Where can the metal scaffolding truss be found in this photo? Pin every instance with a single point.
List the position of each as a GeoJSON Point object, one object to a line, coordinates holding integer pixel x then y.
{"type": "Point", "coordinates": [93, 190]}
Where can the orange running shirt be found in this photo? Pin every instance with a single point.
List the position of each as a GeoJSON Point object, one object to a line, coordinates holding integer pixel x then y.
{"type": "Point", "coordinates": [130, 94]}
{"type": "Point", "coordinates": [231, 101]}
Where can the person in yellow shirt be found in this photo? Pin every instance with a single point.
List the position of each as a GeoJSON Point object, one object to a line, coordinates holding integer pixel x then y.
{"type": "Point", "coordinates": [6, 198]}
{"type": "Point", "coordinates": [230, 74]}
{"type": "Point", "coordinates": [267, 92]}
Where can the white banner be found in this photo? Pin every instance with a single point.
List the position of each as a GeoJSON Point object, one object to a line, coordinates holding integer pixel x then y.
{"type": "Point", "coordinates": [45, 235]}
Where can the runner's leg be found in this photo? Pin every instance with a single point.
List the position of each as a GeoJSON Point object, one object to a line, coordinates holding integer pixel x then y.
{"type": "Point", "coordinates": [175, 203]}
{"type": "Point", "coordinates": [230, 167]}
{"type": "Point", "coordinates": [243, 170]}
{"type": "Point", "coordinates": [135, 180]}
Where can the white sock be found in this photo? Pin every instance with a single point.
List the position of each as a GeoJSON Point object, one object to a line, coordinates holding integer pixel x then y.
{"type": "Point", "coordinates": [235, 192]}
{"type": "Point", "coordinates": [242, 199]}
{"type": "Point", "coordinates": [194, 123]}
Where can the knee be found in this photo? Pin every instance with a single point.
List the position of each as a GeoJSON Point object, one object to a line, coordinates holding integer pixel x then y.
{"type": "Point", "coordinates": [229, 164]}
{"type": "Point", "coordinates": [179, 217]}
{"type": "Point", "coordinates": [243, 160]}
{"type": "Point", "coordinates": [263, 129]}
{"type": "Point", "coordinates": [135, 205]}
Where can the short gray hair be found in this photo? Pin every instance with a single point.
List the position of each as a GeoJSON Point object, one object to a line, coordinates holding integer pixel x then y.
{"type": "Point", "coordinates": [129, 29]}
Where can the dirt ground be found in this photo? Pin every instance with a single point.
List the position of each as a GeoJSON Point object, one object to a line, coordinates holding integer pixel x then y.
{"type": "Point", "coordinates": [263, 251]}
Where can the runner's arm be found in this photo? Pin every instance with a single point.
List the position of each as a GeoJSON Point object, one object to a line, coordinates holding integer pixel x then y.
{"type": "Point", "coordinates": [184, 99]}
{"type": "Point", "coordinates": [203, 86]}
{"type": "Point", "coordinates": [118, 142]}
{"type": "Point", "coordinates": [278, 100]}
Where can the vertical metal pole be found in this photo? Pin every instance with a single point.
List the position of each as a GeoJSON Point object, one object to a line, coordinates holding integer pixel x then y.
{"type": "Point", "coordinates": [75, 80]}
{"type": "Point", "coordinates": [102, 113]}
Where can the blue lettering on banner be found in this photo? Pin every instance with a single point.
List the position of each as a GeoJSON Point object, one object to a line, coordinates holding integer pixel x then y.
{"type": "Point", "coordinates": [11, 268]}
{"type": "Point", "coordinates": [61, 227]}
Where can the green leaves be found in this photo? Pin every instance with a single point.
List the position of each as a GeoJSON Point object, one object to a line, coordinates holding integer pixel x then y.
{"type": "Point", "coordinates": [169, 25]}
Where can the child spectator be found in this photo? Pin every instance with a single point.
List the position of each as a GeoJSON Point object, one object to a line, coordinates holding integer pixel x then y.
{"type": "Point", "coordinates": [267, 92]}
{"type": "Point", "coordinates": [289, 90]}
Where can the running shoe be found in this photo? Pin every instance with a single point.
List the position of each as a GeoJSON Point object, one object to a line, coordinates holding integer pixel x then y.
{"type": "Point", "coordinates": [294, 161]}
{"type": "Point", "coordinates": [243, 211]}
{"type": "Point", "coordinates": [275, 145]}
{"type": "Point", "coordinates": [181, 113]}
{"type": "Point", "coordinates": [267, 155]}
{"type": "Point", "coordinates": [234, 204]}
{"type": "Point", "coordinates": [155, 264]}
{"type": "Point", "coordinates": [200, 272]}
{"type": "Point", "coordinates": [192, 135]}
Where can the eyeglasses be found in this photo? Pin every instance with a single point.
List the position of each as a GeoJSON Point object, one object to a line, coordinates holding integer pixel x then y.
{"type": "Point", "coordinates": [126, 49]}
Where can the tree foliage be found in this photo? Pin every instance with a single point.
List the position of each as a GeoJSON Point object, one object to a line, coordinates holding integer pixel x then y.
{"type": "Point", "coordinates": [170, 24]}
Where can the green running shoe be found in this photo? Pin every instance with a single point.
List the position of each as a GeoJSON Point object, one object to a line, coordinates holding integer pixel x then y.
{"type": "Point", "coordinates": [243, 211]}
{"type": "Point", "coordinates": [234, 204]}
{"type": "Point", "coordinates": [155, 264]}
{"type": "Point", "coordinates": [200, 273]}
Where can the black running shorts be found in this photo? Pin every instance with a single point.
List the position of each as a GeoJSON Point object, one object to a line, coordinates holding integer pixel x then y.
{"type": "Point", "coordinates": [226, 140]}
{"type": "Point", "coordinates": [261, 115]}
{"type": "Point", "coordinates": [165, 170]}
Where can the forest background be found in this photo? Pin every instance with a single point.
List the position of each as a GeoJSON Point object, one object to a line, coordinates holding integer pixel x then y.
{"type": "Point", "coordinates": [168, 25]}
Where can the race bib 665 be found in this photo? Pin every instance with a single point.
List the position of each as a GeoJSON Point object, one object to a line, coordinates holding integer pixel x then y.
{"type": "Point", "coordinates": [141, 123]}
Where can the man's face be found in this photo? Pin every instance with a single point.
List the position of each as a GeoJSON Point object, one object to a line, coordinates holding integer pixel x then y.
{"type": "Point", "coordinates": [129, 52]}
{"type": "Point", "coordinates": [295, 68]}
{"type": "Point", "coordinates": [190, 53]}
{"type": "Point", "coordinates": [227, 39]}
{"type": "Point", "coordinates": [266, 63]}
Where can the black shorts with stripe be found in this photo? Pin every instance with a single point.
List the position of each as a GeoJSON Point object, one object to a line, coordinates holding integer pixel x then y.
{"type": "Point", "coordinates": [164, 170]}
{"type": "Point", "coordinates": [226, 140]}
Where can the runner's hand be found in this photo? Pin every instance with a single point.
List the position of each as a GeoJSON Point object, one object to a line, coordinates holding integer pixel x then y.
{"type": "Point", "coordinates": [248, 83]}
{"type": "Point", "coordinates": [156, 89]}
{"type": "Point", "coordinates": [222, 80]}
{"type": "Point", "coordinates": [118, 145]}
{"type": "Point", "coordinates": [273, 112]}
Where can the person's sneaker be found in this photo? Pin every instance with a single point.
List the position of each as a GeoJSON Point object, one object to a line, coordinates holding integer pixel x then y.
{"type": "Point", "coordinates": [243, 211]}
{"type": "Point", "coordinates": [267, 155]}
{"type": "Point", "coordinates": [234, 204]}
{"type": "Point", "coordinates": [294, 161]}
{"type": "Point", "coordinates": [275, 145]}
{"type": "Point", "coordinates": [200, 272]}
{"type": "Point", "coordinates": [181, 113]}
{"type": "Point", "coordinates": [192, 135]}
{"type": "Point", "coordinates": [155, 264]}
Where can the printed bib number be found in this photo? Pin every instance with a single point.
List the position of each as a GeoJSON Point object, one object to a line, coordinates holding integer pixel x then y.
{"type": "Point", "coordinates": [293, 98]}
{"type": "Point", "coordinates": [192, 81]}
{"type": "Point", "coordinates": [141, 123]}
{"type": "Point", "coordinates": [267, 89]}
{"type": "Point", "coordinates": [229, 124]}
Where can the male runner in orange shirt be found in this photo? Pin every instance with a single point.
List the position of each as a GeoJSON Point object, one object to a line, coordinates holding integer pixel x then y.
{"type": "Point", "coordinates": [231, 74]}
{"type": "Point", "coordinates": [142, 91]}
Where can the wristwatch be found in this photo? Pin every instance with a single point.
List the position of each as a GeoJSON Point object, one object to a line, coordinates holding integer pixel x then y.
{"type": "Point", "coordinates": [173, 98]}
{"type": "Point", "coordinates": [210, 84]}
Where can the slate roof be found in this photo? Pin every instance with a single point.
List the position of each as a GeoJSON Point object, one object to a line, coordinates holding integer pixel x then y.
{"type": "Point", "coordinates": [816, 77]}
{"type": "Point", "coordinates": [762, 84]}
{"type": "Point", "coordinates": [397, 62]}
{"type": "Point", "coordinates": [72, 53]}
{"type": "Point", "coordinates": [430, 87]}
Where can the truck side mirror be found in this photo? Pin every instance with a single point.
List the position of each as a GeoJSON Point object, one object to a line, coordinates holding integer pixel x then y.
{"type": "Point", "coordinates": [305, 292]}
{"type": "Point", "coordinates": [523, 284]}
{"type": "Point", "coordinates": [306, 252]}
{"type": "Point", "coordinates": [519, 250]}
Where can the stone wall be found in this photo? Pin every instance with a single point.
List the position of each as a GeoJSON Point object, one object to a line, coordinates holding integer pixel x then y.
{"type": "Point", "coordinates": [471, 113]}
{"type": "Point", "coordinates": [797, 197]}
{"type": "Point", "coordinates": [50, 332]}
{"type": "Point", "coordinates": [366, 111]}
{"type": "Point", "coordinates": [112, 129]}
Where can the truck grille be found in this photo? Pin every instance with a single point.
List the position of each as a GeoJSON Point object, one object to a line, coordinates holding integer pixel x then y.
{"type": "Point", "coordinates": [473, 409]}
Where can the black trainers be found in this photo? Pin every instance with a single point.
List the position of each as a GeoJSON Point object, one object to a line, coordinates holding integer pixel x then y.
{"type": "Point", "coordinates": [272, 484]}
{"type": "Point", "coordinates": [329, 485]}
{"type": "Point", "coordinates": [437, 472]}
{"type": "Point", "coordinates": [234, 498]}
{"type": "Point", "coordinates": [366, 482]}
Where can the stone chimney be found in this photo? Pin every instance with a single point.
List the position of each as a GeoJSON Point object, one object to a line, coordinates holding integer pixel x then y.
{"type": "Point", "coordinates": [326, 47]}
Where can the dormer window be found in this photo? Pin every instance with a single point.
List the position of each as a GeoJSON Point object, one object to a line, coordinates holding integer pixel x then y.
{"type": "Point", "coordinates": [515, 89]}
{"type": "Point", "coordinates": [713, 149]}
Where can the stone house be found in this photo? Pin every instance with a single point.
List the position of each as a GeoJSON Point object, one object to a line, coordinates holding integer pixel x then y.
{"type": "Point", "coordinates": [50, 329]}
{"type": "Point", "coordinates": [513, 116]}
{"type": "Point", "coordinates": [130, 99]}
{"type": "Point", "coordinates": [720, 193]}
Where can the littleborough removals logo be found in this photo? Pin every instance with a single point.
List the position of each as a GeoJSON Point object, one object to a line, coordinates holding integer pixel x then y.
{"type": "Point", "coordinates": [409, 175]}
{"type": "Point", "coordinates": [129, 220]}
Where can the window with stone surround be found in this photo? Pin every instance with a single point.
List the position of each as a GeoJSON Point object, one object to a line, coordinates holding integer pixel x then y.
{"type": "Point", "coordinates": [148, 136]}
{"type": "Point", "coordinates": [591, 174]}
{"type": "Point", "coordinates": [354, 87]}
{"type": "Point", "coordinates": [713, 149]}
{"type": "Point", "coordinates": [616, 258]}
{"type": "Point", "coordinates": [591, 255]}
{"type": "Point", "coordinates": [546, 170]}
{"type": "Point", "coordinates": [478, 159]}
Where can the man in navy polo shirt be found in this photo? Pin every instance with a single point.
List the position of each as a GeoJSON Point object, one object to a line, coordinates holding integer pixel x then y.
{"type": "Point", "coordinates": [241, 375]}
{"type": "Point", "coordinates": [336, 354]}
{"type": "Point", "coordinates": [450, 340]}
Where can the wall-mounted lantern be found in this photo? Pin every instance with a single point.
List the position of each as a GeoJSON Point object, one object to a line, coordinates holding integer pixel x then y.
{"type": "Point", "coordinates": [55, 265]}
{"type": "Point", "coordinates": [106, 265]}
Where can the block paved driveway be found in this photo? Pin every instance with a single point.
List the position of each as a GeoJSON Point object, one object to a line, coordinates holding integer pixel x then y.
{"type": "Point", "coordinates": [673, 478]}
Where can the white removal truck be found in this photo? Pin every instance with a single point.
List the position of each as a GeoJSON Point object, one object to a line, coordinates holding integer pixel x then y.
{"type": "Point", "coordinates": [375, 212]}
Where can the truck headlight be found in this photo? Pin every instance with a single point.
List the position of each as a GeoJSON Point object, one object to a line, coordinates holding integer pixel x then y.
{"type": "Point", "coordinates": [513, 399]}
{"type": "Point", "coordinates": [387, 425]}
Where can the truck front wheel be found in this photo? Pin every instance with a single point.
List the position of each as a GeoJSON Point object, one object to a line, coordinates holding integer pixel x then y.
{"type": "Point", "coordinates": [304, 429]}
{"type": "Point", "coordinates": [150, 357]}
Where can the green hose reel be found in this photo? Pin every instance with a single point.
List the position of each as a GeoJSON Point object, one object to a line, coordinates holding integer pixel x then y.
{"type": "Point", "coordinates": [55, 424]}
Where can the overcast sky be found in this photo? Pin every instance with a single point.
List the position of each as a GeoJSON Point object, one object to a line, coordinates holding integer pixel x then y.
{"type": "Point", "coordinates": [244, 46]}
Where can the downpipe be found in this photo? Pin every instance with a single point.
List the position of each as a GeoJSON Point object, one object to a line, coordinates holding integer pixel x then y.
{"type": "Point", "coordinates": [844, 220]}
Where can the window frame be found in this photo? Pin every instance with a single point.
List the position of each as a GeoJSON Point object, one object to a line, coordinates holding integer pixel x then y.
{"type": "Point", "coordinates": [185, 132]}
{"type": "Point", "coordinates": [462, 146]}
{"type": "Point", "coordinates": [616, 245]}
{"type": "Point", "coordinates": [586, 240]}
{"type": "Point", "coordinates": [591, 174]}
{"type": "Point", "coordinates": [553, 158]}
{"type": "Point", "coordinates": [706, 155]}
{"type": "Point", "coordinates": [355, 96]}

========

ABOUT THIS EXERCISE:
Beginning at the top of the records above, transcribe each line exactly up to and including the line that holds "Where can the orange".

ANSWER BOX:
Where can the metal scaffolding truss be found in this photo? Pin every instance with a single point.
List the position of each as a GeoJSON Point object, one object to a line, coordinates holding integer pixel x then y.
{"type": "Point", "coordinates": [93, 190]}
Where can the orange running shirt be found in this photo? Pin every instance with a single point.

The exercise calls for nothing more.